■ Task set ■
a - In the interview about moving from research to teaching, rewrite the paragraph beginning "After leaving MCW" as a short bulleted list that keeps its main facts.
b - Answer these questions about the interview on moving from research to teaching, one answer per line:
(i) What was the speaker's college minor?
(ii) Which 2008 document did the speaker consult about the lab choice?
(iii) What instrument does the speaker play at school Masses?
c - Sum up the interview about moving from research to teaching in two sentences.

■ Text section ■
*** Begin section ***

Can you tell us a little bit about your journey from research to teaching?
It was a bit of a winding road. After leaving high school, and even after graduating college with a biochemistry and molecular biology major and a theology minor, teaching was not at all on my radar. After Marquette, I attended about a year and a half at the Medical College of Wisconsin, where I had four laboratory rotations. After settling on a lab after the first year, I wanted to make sure I was making the right choice morally, which led me to the 2008 Dignitas Personae document. I was on the phone with folks from the NCBC, getting excellent guidance from Fr. Tad Pacholczyk, among other Bioethicists there. I made the really tough choice to leave that lab because of the cell lines they were using. Of the other three labs, two of them didn’t have room for grad students, and the other one also would have required me to use cell lines of illicit origin. So, I managed to find a fifth lab rotation and joined that lab. Over the months that followed, I struggled due to a variety of reasons and started to look at what other plans God had for me.
So, what were those plans?
After leaving MCW, I started helping out and doing occasional subbing at St. Joan Antida. The following semester, I went back to Marquette to earn my master’s in education and teaching certification for broad field science, biology and chemistry. Overall, I realized that teaching could better utilize my skill set, which includes more than just scientific knowledge. Over my career so far, I’ve been able to use more of my talents, such as playing violin at school Masses and announcing for sports, and while teaching, my general enthusiasm has been viewed as an asset.

*** End section ***

■ Dataset excerpt ■
*** Begin section ***

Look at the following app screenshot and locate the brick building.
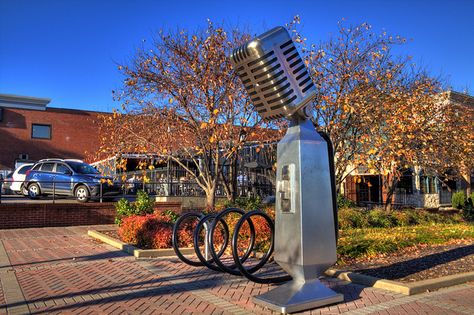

*** End section ***

■ Exercise results ■
a -
- Helped out and did occasional subbing at St. Joan Antida after leaving MCW
- The next semester, returned to Marquette for a master's in education and teaching certification in broad field science, biology and chemistry
- Realized teaching could better use a skill set that goes beyond scientific knowledge
- Has used other talents while teaching, such as playing violin at school Masses and announcing for sports
- General enthusiasm has been seen as an asset in teaching

b -
(i) Theology
(ii) Dignitas Personae
(iii) Violin

c - After studying biochemistry and molecular biology with a theology minor at Marquette, the speaker left a lab at the Medical College of Wisconsin because of its use of cell lines and later struggled in another lab. The speaker then subbed at St. Joan Antida, earned a master's in education and teaching certification at Marquette, and found that teaching makes better use of a wider set of skills.